From the line that includes "Q: Pick out each instance of the small" to the last line of the data, quote each line precisely; both boundary lines belong in the answer.

>>>

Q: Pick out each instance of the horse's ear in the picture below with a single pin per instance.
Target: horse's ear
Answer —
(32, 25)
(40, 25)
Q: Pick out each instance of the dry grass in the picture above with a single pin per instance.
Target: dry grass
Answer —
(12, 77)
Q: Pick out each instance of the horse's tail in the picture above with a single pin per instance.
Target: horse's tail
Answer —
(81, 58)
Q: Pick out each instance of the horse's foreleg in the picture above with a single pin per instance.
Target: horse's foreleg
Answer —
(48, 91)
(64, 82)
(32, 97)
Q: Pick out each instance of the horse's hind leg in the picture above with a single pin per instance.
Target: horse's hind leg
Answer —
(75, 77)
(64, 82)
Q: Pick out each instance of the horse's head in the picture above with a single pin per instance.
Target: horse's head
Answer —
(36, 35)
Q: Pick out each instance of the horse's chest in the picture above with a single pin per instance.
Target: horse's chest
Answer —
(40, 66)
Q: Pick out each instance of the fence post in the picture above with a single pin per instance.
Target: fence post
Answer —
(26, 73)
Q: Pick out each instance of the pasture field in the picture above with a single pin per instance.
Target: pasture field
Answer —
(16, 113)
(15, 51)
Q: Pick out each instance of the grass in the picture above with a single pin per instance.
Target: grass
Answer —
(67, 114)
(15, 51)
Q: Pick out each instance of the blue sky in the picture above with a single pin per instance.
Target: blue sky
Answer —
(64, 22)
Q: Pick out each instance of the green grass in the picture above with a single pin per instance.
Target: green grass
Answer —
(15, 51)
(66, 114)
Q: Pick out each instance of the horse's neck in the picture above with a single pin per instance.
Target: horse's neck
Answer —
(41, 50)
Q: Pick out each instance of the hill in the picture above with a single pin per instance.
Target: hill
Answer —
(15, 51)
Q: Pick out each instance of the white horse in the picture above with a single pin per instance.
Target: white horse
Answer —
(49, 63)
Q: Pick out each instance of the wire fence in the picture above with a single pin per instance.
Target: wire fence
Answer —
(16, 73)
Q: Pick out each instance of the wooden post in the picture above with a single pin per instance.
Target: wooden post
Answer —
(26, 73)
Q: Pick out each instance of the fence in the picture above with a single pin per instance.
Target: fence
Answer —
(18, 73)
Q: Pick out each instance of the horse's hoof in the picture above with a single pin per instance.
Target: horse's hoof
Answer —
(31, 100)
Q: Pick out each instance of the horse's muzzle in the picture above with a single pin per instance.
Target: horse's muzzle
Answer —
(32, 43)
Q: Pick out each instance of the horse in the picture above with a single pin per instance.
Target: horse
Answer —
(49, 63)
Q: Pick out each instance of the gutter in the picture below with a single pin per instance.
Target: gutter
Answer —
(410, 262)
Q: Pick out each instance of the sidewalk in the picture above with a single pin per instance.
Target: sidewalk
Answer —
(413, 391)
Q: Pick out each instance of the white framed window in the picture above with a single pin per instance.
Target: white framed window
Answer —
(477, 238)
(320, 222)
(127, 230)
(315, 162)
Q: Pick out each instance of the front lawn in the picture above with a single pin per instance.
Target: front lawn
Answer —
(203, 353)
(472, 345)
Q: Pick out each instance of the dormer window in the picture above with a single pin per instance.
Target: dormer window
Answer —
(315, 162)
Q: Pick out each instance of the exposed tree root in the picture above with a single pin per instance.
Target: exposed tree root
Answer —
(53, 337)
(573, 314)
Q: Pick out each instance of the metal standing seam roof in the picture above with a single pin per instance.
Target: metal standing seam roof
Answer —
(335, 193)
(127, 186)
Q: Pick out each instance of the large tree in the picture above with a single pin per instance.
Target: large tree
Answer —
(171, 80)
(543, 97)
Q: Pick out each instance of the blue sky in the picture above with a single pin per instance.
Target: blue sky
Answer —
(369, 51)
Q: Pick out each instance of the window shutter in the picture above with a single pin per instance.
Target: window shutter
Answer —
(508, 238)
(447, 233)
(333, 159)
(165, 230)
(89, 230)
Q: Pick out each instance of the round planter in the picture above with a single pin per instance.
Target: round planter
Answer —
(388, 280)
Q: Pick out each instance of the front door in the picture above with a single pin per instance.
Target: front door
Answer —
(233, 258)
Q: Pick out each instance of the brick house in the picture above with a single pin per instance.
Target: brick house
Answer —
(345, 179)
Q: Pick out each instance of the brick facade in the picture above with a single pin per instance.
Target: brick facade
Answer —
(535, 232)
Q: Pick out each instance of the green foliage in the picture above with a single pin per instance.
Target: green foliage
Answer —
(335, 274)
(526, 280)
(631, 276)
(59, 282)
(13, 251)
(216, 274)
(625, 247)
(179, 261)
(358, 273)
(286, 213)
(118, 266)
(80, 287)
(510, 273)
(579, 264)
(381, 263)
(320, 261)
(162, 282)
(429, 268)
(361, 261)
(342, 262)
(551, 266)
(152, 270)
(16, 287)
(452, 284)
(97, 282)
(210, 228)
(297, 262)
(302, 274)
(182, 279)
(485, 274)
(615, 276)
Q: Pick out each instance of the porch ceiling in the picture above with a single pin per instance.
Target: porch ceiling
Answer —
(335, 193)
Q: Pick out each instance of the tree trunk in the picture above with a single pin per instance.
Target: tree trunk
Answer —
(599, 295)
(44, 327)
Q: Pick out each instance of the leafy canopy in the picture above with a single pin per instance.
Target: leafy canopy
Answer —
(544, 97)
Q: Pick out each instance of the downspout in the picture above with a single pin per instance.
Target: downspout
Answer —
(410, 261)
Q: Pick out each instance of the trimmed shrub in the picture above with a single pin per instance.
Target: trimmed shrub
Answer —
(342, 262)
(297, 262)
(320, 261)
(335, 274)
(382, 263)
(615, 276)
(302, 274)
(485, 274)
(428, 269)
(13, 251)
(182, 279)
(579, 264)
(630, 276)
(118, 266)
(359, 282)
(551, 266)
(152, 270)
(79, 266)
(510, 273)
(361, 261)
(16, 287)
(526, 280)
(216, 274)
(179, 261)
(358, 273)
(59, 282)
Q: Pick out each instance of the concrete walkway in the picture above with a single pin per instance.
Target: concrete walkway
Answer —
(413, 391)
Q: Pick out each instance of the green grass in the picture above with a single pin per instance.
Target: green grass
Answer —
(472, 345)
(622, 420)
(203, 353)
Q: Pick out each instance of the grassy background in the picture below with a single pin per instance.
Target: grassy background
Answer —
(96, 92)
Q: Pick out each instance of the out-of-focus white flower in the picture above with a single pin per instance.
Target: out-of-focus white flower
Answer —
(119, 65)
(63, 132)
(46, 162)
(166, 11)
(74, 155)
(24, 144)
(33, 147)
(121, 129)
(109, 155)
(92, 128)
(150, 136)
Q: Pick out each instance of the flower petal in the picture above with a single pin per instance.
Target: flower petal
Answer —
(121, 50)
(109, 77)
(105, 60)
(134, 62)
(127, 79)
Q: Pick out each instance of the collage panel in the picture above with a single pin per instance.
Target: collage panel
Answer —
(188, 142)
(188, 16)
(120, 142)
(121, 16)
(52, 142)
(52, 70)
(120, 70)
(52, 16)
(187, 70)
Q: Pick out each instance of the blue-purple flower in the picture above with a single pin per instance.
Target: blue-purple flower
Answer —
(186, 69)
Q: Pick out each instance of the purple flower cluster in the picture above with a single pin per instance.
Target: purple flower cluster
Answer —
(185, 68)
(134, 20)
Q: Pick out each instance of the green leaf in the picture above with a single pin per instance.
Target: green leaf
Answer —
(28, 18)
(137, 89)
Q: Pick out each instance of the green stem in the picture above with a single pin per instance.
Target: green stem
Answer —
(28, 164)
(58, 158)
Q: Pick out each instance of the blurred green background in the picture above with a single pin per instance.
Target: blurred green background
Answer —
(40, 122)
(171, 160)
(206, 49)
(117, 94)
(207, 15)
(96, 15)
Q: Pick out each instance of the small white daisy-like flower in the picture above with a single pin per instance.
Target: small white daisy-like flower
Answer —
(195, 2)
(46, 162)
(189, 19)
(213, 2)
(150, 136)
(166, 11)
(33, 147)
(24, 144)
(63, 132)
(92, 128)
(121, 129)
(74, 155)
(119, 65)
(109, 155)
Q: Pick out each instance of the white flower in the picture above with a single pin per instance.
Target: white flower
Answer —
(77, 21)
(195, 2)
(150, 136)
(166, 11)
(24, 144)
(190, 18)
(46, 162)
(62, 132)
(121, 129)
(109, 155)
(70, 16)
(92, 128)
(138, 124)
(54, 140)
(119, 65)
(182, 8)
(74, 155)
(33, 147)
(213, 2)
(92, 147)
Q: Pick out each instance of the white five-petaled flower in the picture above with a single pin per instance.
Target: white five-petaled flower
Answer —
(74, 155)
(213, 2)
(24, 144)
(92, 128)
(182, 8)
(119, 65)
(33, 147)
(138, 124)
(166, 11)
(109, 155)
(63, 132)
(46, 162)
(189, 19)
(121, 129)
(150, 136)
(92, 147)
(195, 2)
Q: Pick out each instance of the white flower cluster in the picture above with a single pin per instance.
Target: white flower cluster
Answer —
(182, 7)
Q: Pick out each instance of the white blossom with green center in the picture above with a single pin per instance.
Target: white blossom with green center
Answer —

<<<

§ **SOLUTION TO THE PROBLEM**
Q: Pick out each instance of the small white daisy-like flower in the picture above with a single pin per instance.
Target: small white daisy-like flower
Answer —
(195, 2)
(46, 162)
(189, 19)
(213, 2)
(150, 136)
(166, 11)
(33, 147)
(24, 144)
(63, 132)
(92, 128)
(121, 129)
(74, 155)
(119, 65)
(109, 155)
Q: Pick out each instance of the white flower in the picture above with a single pin per instance.
Target: white flower
Answer —
(77, 21)
(195, 2)
(150, 136)
(166, 11)
(24, 144)
(190, 18)
(46, 162)
(62, 132)
(121, 129)
(109, 155)
(70, 16)
(92, 128)
(138, 124)
(54, 140)
(119, 65)
(182, 8)
(74, 155)
(33, 147)
(213, 2)
(92, 147)
Q: Pick out each instance of the white five-petaled flower in the picture above with a single pin per instance.
Target: white five-petaled flower
Answer —
(74, 155)
(213, 2)
(24, 144)
(92, 128)
(182, 8)
(119, 65)
(33, 147)
(138, 124)
(166, 11)
(109, 155)
(63, 132)
(46, 162)
(189, 19)
(121, 129)
(150, 136)
(92, 147)
(195, 2)
Q: Pick out each instance of the white flower cluster in the picture above with a single pin per instance.
Target: white flower cluster
Answer —
(182, 7)
Q: Pick out each instance of the white blossom with green center in the picture above with a single pin per instance.
Target: white blossom with green center
Answer —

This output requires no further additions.